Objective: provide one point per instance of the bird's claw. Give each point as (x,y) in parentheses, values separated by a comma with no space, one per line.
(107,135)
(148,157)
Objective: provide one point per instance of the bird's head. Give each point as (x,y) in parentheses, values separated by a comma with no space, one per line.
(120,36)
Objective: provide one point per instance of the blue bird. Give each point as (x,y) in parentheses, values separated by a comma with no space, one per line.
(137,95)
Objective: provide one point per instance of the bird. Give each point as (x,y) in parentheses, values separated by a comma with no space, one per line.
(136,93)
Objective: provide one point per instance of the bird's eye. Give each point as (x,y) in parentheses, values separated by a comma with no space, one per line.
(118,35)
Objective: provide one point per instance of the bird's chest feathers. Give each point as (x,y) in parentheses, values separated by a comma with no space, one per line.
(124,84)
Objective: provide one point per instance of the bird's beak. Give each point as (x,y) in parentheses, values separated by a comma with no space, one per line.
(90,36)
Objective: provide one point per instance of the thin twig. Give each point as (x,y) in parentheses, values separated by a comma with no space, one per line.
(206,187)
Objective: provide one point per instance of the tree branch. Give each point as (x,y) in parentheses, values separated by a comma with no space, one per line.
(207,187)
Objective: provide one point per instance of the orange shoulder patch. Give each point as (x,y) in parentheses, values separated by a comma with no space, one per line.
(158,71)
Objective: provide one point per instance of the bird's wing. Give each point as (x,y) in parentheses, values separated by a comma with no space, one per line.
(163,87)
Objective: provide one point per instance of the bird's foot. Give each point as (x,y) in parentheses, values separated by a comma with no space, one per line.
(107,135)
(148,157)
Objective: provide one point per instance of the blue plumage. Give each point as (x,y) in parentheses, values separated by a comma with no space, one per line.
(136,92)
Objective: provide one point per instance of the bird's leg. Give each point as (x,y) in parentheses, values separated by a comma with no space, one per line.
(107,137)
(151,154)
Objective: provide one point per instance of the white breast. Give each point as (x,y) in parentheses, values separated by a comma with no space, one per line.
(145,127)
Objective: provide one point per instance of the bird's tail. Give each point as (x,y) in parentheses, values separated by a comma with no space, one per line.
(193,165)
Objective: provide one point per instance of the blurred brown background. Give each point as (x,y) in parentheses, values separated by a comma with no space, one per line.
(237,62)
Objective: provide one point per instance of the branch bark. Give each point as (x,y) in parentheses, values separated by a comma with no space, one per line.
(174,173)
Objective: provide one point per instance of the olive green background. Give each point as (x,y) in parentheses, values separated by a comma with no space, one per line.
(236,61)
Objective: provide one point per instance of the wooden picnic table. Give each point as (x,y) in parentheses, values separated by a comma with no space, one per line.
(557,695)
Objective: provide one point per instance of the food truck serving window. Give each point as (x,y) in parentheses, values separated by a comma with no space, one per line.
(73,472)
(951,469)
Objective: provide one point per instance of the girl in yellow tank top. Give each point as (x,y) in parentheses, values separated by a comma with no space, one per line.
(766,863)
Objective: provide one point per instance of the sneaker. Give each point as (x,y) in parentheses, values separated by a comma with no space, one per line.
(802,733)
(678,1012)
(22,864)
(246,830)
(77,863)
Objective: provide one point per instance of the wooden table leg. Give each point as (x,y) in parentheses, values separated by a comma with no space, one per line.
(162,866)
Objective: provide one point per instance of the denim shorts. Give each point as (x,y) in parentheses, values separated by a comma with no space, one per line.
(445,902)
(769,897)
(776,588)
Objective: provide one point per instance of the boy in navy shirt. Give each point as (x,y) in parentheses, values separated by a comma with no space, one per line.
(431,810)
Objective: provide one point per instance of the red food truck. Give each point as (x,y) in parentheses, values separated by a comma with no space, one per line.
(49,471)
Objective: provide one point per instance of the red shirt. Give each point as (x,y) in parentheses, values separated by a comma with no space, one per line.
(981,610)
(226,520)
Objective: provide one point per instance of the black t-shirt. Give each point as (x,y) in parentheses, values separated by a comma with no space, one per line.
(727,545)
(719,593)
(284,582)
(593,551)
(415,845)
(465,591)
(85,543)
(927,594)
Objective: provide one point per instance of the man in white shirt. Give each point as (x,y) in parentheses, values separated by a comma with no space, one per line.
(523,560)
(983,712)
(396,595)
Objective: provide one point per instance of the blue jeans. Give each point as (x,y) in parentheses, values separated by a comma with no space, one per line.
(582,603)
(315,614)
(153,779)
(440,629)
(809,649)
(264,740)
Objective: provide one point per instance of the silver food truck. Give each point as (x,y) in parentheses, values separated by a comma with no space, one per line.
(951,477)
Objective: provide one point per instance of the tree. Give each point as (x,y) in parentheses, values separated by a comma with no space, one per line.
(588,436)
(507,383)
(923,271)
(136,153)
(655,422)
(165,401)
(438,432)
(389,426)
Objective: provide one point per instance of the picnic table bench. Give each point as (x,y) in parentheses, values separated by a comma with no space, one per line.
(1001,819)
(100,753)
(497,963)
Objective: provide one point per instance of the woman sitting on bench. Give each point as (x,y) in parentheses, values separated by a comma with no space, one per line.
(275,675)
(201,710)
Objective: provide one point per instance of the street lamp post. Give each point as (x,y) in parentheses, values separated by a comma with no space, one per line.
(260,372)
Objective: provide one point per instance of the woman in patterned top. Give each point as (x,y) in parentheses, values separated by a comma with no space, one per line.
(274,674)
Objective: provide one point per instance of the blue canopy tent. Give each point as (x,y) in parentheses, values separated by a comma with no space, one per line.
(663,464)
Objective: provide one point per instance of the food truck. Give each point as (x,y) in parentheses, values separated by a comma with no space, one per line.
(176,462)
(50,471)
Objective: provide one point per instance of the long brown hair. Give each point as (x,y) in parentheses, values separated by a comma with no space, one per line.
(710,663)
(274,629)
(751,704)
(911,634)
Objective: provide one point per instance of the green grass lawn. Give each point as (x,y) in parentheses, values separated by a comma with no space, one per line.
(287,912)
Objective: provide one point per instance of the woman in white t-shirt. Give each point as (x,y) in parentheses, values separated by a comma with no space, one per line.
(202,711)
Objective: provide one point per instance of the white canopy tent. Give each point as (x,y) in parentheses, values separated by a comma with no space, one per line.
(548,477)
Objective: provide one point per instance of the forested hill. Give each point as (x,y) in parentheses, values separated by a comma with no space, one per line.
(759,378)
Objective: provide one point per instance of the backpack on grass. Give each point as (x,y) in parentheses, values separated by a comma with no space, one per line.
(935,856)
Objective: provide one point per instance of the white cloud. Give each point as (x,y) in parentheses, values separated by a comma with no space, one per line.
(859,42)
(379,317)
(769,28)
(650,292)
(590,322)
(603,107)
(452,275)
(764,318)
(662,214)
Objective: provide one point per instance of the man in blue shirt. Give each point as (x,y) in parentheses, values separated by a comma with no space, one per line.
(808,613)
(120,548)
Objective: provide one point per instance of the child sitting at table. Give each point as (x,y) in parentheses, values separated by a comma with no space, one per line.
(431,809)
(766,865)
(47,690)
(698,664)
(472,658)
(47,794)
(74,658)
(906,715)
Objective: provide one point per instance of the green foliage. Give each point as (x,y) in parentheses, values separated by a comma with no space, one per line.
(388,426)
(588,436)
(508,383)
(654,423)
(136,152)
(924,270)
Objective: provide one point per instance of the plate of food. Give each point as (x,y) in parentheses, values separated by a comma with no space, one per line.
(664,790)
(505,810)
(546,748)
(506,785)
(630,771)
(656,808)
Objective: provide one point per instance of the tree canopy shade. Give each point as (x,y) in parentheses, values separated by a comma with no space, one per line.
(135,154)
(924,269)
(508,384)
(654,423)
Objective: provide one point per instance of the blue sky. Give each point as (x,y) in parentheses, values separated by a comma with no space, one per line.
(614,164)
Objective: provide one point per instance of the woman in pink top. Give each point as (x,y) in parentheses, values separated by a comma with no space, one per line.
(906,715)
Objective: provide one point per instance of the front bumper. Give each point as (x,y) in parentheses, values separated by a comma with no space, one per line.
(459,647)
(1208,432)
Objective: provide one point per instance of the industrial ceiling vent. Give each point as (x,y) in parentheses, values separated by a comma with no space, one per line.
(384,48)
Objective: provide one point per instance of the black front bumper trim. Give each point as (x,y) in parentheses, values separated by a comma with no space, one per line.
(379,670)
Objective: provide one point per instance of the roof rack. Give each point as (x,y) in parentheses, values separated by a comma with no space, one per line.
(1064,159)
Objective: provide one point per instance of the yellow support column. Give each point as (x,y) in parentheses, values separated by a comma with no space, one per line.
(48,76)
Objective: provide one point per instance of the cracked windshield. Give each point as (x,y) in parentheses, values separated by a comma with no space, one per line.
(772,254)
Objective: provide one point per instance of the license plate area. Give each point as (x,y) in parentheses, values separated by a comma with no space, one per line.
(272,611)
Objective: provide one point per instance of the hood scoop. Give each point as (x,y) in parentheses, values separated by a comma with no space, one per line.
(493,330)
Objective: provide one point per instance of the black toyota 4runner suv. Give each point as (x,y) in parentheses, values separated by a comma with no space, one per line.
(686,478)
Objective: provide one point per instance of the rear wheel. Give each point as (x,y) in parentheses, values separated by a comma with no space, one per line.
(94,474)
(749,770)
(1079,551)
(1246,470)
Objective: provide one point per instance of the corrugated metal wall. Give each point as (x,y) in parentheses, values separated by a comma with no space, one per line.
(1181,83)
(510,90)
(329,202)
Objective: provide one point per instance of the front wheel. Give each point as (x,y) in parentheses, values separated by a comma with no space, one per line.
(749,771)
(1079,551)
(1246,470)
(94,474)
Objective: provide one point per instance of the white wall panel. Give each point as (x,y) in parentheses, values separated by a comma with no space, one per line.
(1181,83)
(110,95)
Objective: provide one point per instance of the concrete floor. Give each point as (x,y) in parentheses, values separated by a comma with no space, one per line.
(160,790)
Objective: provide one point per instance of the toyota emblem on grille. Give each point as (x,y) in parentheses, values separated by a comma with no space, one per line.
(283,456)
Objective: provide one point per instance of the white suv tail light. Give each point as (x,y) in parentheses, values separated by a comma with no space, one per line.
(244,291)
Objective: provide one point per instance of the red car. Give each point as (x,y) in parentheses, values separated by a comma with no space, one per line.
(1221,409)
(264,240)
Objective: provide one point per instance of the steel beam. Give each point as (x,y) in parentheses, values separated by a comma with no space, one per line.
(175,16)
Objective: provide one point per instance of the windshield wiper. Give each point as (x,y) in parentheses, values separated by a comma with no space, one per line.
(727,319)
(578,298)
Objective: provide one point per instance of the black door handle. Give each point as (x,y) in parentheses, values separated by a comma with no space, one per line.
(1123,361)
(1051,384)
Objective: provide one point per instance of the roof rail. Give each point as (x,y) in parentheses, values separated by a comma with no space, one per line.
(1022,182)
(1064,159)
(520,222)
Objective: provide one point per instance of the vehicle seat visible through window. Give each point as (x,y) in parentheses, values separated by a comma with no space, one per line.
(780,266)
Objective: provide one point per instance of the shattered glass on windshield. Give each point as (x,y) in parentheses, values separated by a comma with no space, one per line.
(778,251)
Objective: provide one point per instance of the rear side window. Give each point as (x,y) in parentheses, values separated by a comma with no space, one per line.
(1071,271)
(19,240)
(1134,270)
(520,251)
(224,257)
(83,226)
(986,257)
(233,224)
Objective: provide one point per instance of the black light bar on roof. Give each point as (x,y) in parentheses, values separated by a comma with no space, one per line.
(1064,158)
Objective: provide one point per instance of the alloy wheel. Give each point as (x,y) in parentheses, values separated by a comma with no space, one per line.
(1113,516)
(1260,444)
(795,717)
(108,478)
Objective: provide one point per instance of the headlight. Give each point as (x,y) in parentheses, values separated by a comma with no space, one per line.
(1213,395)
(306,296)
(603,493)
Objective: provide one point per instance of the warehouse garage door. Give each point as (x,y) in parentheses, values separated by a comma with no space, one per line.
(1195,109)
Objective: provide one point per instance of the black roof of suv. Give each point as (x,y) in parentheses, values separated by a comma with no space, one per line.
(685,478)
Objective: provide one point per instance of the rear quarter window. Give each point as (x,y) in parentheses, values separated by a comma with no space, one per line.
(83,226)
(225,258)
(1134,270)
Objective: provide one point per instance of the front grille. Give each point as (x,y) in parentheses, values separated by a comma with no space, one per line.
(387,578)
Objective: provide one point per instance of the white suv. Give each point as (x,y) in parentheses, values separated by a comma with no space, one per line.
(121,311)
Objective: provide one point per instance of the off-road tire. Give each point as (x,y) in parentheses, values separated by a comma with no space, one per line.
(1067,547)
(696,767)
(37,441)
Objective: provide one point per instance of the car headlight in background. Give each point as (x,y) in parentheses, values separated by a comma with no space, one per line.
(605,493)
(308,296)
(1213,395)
○ ○ ○ ○ ○ ○ ○
**What is being asked**: Return only the lines running from the line with "Objective: provide one point per instance of the white suv." to the last line of the records, both included, exactly as written.

**Written solution**:
Objective: provide one point per instance of the white suv. Give each point as (x,y) in parentheses, values separated by a comma with no space, one per line.
(121,311)
Objective: provide one point per instance of the off-road tire. Give each point as (x,y) in parentheses, values separated by a comma with no space, one per line.
(1067,547)
(696,767)
(37,441)
Objective: provide one point per instance of the car headlight in background. Give each point as (x,y) in parentheses, values separated by a comma with no space, one per line.
(605,493)
(308,296)
(1213,395)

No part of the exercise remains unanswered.